(Rows from a pointing dataset)
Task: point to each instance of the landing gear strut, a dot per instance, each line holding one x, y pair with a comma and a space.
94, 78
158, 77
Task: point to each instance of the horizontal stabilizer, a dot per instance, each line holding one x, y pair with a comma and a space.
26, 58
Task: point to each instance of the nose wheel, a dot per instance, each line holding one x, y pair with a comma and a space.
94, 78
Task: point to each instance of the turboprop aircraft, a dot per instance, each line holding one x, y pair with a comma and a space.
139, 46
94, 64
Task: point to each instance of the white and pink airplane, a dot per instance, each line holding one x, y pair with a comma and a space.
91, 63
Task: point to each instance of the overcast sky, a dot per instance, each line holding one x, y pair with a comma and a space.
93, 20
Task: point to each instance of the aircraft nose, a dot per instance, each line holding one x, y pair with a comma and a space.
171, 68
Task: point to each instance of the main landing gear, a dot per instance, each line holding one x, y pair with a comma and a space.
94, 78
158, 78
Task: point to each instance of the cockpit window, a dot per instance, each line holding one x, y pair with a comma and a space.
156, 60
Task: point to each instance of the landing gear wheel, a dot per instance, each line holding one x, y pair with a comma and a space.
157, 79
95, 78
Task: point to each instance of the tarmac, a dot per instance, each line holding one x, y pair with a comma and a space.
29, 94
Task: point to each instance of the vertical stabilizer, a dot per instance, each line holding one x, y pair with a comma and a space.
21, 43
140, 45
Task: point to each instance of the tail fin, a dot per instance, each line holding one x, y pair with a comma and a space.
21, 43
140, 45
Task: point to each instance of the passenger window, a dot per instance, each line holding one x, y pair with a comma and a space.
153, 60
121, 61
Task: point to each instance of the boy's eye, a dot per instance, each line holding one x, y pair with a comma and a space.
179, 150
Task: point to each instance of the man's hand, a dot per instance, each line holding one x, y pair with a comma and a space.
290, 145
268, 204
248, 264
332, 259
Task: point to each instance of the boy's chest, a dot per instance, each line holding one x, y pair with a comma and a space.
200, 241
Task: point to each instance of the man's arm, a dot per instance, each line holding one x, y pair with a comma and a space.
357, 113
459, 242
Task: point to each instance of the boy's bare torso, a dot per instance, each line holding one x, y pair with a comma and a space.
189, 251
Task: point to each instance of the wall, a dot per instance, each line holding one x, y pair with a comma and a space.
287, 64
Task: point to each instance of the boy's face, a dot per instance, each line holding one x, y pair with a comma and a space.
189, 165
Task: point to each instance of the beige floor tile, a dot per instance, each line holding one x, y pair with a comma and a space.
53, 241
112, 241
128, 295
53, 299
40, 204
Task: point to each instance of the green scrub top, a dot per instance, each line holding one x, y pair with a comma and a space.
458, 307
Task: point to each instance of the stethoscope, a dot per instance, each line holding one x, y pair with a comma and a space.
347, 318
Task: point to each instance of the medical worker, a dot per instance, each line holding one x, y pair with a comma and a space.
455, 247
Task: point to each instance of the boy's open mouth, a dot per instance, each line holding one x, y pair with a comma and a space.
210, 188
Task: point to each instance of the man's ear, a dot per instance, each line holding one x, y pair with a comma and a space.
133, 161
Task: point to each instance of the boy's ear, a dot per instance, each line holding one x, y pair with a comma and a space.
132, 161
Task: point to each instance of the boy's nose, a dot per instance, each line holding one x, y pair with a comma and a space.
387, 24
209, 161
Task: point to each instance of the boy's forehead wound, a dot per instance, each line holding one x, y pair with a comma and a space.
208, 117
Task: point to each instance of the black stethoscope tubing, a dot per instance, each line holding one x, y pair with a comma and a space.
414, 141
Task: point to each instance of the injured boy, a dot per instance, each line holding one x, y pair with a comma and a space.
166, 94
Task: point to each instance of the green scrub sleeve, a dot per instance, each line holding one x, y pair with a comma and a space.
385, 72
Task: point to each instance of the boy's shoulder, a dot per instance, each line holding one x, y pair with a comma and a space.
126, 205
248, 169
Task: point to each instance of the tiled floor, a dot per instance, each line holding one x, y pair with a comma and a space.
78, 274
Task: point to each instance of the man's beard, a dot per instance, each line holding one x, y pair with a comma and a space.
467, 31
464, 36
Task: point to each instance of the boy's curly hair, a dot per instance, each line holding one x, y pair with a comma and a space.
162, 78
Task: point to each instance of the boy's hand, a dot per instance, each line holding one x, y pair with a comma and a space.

Exercise requirements: Transcribe all lines as written.

The completed task:
Task: point to each instance of the landing gear strut, a dot per instance, each line holding one x, y pair with a comma and a space.
94, 78
158, 77
Task: point to each instance of the horizontal stabilizer, a dot per instance, each line holding one x, y pair with a comma and a space.
26, 58
Task: point to each instance of the nose wheel, a dot per instance, each line holding one x, y pair with a comma and a space.
94, 78
Task: point to each instance of the turboprop aircraft, a dot per instance, each line holding one x, y pair with a comma and a space.
139, 46
94, 64
Task: point to each instance of the white and pink airplane, a dot per instance, each line holding one x, y pair with a comma and a space.
91, 63
Task: point to each instance of the overcast sky, a dot per instance, each line holding one x, y pair with a comma and a space.
93, 20
Task: point to each instance of the aircraft nose, a dot per instance, each line holding one x, y pair with a comma and a space.
171, 68
Task: point to each instance of the main landing gear, a dot per instance, each line holding one x, y pair with a comma and a space.
94, 78
158, 78
Task: point to each instance of the cockpit window, a dot per instance, each line holding one x, y pair with a comma and a space.
156, 60
Task: point to each instance of the landing gear wheel, a dot per instance, each line holding one x, y pair with a comma and a space.
157, 79
95, 78
Task: point to each instance of the tarmac, a dot per instance, each line holding one x, y pair with a comma and a space.
29, 94
Task: point to each instance of the vertical stabilizer, a dot per instance, each line holding one x, y pair with a comma and a space.
21, 43
140, 45
Task: point to each instance of the tail fin, a dot per instance, each line holding one x, y pair with a comma and a space.
21, 43
140, 45
Task: point to each instance of the passenger window, a dot per instance, each line holding one x, y pair with a comma and a space.
153, 60
121, 61
Task: point to each instance of the boy's eye, a dot per instance, each line holding one x, y pair with a comma and a space.
179, 150
Task: point to each instance of the man's hand, a dot per instance, each line holding one x, y pair with a comma and a space.
290, 145
268, 204
248, 264
332, 259
Task: point to each instance of the boy's chest, a dot per instance, each line holding one x, y pair with a comma and a space.
200, 241
Task: point to each instance of the man's arm, a dot per instance, each line holding one x, y pair with a comma and a space.
357, 113
459, 242
Task: point to each instance of the boy's bare torso, a dot per instance, each line holding one x, y pair with a comma and a space.
189, 251
Task: point to each instance of the wall, a dot per instance, each line holding one x, y pair with a comma and a space.
287, 64
Task: point to each instance of the boy's face, a dot per instance, each line holding one x, y pair with a comma and a space.
189, 165
Task: point to each instance of the beige floor tile, a dot per instance, each line holding one x, y pair with a comma and a space.
53, 241
112, 241
128, 295
53, 299
40, 204
Task: point to each instance of the green scrub top, a dot per instance, each line holding one x, y pair with a comma and a space.
458, 307
Task: point to each instance of the stethoscope, a dot per instance, each line holding one x, y pair with a comma and a space.
347, 318
Task: point to each instance of the medical worker, a dot per instance, each line holding one x, y pair with a comma and a space.
455, 247
Task: point to each instance of the boy's open mouth, a dot per instance, each line holding one x, y pair with a comma and a space.
210, 188
Task: point to each instance of the man's ear, a dot per instance, each line holding one x, y pair with a comma and a space.
133, 161
Task: point to each instance of the boy's ear, a dot per instance, each line holding one x, y pair with a comma and a space.
132, 161
Task: point to each instance of the boy's nose, a dot per instance, each line holding one x, y pair with a comma and a space.
387, 24
209, 161
Task: point to each instance of the boy's forehead wound, a dot per instance, each line holding one x, y pair with a comma and a space.
208, 117
Task: point to each instance of the black stethoscope tubing, a dot per instance, each line holding one x, y pair with a comma and a space.
414, 141
Task: point to each instance of the injured boy, a dot per instance, each line holding one x, y pair with a comma and a space.
166, 94
Task: point to each instance of the green scrub sleeve, a dot per instance, each line holding one x, y pair with a comma and a space.
385, 72
Task: point to each instance of the boy's shoulder, a dot per instance, each line holding one x, y pair with a comma and a space.
126, 205
248, 169
Task: point to each instance of the tiled floor, a dot per instance, each line holding one x, y pair with a comma and a space.
78, 274
Task: point to each instance of the man's beard, a dot per instance, each line holding one x, y pair with a comma and a space.
467, 31
464, 36
Task: point to each instance of the boy's curly hair, a dot per instance, each line holding one x, y pair with a comma and a space.
162, 78
Task: point to each instance of the boy's hand, a dot per instance, each line holding one x, y pair with a comma and a space.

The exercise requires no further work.